To do - From the text below on warning signs before server outages, copy the passage starting at "A common cause" and ending at "of your resources.".

Provided text -
****************************************

Warning sign - Outages

Common warning signs before server outages

Everyone knows that server outages and server down time cost. It directly affects your business in a number of ways including:

  • Loss of opportunities
  • Damage to your brand
  • Data loss
  • Lost sales
  • Lost trust

It’s essential to stay on top and ahead of any potential downtime.

Here are three areas where you need to be ahead of the curve:

Know your limits / server resources

Physical resource shortages

A common cause of downtime is from running out of server resources.

Whether it is RAM, CPU, disk space or other, when you run out, you risk data corruption, programs crashing and severe slowdowns to say the least. It is essential to perform regular server monitoring of your resources.

One of the most important; yet overlooked metrics, is disk space. Running out of disk space is one of the most preventable issues facing IT systems in our opinion.

When you run out of disk space, your system can no longer save files, losing data and leading to data corruption.

Often your website might still look like it is up and running and it’s only when a customer interacts with it, perhaps uploading new data or adding an item to a shopping basket, that you find it then fails to work.

We see this happen most frequently, when there is a “run-away log file” that keeps expanding until everything stops on the server!

CMS systems like Magento fall particularly prey to this as they often have unchecked application logs.

Internally, we record all server resource metrics every 10 seconds onto our MINDER stack and alerts will be raised well in advance of disk space running out. You don’t need to be this ‘advanced’ – you could simply have a script check current disk space hourly and email you if it is running out.

Configured resource shortages

Another common resource limit is a misconfigured server.

You could have a huge server with more CPU cores, RAM and storage than you could dream of using, but if your software isn’t configured to use it it won’t matter.

For example, if you were using PHP-FPM, and hadn’t configured it correctly, it would only have five processes running to process PHP. This means that in the case of a traffic spike, the first five requests would be served as normal but anything beyond that 5th request will be queued up until the first five had been served. This will of course needlessly slowing the site down for visitors.

****************************************

Material provided -

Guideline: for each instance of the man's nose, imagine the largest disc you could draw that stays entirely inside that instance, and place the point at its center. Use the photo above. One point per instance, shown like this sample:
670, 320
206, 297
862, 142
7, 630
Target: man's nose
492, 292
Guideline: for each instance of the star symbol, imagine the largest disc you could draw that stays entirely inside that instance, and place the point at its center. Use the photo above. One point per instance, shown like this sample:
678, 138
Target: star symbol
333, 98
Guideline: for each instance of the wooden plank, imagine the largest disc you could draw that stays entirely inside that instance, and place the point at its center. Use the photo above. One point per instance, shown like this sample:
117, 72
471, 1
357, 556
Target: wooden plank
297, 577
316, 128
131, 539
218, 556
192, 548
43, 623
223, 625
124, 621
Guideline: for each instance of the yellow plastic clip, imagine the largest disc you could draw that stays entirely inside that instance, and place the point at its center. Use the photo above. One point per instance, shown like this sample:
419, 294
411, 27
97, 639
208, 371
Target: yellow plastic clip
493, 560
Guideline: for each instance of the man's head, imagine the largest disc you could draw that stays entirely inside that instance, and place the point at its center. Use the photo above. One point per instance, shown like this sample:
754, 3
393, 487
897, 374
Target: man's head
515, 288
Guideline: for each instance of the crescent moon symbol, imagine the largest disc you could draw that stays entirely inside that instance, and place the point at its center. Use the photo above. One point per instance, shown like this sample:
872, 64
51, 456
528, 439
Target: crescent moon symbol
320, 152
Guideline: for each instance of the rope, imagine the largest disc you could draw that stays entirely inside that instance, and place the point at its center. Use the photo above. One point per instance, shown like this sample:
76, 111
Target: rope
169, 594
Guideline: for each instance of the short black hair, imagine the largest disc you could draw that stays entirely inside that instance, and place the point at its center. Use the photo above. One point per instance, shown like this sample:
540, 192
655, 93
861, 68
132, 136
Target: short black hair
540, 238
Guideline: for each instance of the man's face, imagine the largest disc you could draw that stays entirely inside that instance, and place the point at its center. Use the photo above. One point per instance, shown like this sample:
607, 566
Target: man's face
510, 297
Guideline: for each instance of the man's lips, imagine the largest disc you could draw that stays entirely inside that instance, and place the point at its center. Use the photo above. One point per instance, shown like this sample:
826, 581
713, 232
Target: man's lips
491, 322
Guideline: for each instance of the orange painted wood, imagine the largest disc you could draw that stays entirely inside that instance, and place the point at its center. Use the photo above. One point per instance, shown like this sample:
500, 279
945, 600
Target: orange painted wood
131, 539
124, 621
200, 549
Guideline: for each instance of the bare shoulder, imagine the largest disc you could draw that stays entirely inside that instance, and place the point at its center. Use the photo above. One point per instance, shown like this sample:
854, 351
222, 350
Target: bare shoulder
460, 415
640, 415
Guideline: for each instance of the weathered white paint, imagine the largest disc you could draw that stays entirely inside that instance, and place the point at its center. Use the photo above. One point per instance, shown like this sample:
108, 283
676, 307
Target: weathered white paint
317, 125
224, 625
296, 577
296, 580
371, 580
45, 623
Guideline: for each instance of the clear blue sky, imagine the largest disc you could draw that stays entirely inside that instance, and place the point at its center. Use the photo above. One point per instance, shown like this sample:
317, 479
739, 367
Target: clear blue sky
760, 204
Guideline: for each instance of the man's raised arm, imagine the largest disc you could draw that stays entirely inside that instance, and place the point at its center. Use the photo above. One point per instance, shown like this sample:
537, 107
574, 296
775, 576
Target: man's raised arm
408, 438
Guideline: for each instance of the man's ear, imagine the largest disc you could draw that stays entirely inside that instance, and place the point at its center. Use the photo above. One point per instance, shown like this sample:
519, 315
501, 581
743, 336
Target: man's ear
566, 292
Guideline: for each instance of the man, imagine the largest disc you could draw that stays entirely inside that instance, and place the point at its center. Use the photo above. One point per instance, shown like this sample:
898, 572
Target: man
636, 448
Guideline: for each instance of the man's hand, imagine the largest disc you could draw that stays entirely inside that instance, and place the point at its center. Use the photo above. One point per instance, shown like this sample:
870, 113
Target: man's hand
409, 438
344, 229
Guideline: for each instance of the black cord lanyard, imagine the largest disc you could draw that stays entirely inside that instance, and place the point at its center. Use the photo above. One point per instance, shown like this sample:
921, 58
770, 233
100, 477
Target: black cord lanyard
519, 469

****************************************

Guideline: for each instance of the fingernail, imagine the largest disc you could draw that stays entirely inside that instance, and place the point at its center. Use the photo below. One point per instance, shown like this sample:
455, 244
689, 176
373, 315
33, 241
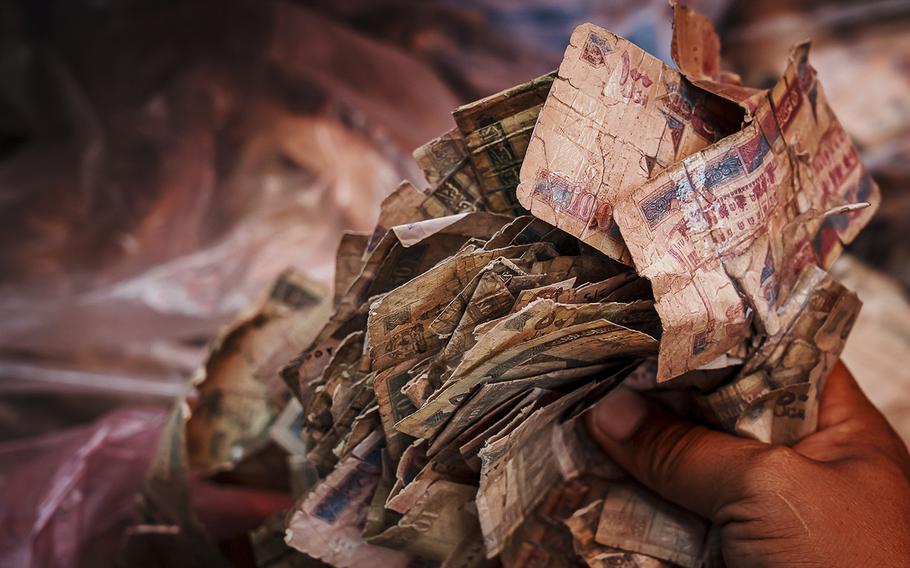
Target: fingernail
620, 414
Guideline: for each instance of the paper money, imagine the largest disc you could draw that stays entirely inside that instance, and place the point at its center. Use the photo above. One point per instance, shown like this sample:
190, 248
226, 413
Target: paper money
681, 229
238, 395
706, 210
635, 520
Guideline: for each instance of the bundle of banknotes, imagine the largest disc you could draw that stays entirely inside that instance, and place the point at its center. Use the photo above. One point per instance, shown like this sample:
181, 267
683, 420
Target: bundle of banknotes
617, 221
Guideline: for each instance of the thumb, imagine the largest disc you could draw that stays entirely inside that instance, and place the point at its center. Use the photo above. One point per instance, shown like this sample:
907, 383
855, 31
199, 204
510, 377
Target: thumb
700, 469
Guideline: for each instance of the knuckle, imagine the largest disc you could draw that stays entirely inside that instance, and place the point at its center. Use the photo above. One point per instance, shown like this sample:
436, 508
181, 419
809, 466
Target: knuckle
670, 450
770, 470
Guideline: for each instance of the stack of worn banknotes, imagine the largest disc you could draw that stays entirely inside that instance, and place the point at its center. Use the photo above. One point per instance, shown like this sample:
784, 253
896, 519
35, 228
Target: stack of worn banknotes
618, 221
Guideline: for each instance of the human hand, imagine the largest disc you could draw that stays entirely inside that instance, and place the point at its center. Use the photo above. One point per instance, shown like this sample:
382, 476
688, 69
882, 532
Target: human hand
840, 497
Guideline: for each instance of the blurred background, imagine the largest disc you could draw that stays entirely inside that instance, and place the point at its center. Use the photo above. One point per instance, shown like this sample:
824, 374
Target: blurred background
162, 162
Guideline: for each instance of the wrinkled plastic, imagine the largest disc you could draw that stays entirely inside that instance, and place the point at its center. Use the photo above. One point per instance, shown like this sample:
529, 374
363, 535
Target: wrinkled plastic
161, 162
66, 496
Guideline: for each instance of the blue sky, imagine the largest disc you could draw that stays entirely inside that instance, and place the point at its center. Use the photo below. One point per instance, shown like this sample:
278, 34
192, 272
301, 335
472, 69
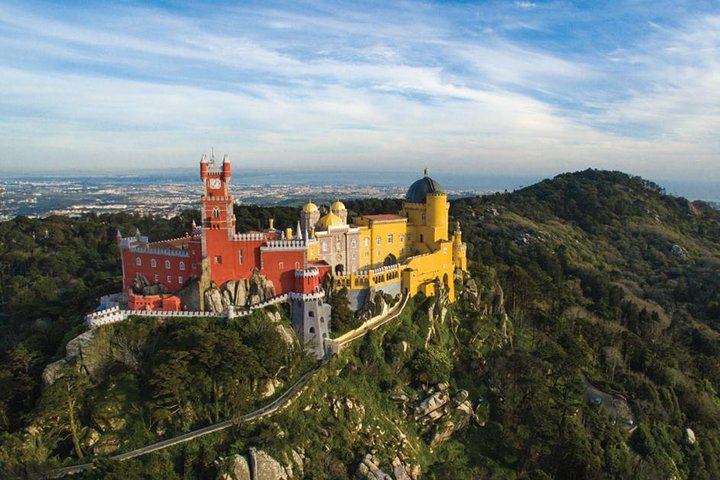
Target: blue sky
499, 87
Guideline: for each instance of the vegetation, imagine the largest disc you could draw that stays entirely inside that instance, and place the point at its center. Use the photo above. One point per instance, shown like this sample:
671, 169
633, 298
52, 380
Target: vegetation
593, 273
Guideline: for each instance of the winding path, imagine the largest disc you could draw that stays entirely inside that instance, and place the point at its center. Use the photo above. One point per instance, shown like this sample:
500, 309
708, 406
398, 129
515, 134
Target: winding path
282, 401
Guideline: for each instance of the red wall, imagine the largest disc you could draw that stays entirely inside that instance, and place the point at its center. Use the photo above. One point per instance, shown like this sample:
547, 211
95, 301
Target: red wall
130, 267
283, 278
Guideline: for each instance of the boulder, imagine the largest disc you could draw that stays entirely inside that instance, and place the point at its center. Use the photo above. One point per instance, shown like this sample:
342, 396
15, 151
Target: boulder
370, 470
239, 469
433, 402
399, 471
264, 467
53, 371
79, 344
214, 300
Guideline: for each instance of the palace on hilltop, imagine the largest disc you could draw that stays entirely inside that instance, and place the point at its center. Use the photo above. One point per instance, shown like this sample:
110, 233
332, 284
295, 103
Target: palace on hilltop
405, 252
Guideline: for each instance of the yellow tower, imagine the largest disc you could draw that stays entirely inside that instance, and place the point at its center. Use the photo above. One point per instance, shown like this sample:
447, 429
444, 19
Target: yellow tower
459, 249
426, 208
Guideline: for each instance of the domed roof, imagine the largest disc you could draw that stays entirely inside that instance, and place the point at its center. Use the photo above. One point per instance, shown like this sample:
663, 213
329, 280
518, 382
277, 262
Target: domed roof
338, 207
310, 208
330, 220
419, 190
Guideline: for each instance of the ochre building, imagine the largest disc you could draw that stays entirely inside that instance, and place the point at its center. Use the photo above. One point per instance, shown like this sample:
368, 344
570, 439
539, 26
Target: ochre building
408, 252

****************************************

Solution to this exercise -
A common cause of downtime is from running out of server resources.

Whether it is RAM, CPU, disk space or other, when you run out, you risk data corruption, programs crashing and severe slowdowns to say the least. It is essential to perform regular server monitoring of your resources.